=== AIM OF THE TASK ===
Repeat the data below verbatim, everything from the line containing "You should see the mini" down to the line containing "405;159;605;322", both of those lines included.

Detection annotation records:
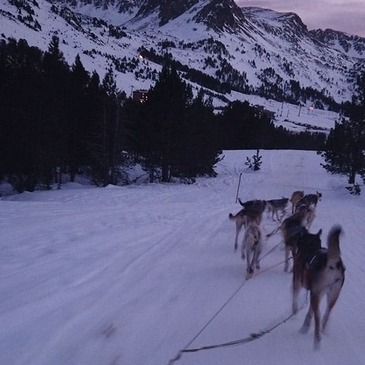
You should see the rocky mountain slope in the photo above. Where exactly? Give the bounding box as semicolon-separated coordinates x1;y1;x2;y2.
0;0;365;104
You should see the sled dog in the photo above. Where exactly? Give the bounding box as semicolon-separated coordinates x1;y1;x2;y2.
267;206;313;271
295;191;322;210
228;199;266;250
228;209;262;250
289;190;304;214
293;225;345;349
267;198;289;222
241;222;262;280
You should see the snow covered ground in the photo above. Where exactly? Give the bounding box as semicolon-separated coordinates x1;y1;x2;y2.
0;151;365;365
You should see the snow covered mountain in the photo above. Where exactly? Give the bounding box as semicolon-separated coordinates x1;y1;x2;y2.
0;0;365;103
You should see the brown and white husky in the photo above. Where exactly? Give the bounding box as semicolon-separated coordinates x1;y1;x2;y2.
241;222;262;279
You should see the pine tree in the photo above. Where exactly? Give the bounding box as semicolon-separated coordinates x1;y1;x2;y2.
320;74;365;189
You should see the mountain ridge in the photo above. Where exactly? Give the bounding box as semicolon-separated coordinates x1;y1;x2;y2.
0;0;365;103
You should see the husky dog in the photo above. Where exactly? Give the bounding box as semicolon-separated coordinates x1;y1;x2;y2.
228;199;266;250
293;225;345;349
267;198;289;222
241;223;262;280
228;209;262;250
238;198;267;214
295;191;322;210
290;190;304;214
267;206;313;271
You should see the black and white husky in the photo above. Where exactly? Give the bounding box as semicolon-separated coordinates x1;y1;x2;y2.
293;226;345;349
228;200;266;250
241;222;262;279
266;198;289;222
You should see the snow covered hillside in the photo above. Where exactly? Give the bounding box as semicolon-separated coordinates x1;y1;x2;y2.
0;151;365;365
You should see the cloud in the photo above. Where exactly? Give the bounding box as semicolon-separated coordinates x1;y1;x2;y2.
236;0;365;37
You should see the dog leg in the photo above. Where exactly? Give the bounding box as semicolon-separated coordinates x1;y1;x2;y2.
311;293;321;350
234;221;242;251
284;246;290;272
322;281;342;330
246;245;253;280
299;305;313;333
292;264;302;314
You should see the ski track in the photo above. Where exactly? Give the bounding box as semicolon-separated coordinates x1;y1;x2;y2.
0;151;365;365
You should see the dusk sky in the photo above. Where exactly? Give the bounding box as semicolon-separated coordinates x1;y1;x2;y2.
235;0;365;37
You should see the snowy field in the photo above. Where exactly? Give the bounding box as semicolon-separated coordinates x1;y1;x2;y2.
0;151;365;365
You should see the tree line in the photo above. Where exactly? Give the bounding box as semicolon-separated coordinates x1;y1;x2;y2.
0;36;325;192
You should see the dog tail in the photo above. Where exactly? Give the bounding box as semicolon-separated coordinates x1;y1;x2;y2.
266;224;281;237
327;225;342;260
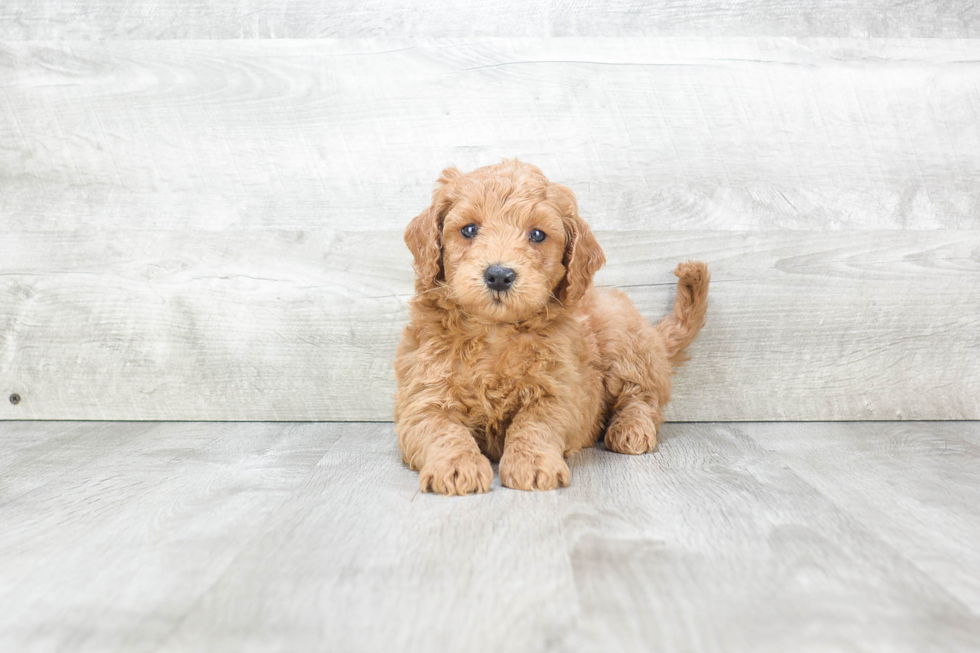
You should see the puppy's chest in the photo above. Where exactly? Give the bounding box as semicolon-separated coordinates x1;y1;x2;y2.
454;335;548;422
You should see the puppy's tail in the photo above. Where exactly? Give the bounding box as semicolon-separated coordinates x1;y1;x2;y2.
655;261;711;367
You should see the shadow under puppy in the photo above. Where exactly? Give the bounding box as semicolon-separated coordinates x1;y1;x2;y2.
395;159;708;494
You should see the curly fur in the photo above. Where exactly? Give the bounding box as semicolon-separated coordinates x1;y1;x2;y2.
395;159;709;494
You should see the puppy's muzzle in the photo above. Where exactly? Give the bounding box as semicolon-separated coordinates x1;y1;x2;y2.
483;264;517;292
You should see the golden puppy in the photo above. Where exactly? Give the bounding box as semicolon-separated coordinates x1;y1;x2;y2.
395;159;708;494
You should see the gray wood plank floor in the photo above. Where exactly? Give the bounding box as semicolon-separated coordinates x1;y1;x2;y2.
0;422;980;653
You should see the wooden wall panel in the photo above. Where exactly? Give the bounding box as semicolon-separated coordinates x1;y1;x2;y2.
0;0;980;40
0;230;980;421
0;38;980;420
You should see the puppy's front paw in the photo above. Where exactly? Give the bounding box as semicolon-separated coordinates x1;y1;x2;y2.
419;451;493;494
500;451;572;490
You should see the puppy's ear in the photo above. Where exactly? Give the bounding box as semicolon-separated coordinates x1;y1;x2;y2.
553;184;606;305
405;167;463;290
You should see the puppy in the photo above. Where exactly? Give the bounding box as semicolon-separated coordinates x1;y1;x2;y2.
395;159;708;494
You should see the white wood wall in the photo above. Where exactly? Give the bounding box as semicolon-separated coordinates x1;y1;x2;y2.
0;0;980;420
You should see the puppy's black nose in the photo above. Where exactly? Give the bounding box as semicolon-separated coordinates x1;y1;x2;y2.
483;265;517;292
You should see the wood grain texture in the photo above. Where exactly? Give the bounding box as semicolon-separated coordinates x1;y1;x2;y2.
0;230;980;421
0;422;980;653
0;38;980;420
0;38;980;231
0;0;980;40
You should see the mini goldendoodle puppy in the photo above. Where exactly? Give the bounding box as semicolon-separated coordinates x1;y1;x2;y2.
395;159;708;494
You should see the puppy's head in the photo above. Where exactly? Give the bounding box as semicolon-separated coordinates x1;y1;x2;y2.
405;159;605;322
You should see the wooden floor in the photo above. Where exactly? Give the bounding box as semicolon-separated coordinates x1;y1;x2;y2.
0;422;980;653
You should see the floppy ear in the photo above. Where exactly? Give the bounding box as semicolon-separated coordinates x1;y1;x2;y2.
554;184;606;305
405;167;462;291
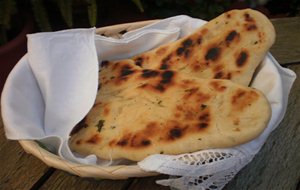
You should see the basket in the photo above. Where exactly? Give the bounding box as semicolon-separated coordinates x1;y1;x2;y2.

=== RESULT OF THE TASK ===
You should see the mini goldendoodle puppy in the photo above. Where exactly? Give the bounding box as semicolon-separated coordinates x1;y1;x2;y2.
395;159;708;494
You should see the puppy's head in the photo above. Where exactly? Give the bounding box as semicolon-separated coordinates x1;y1;x2;y2.
405;159;605;322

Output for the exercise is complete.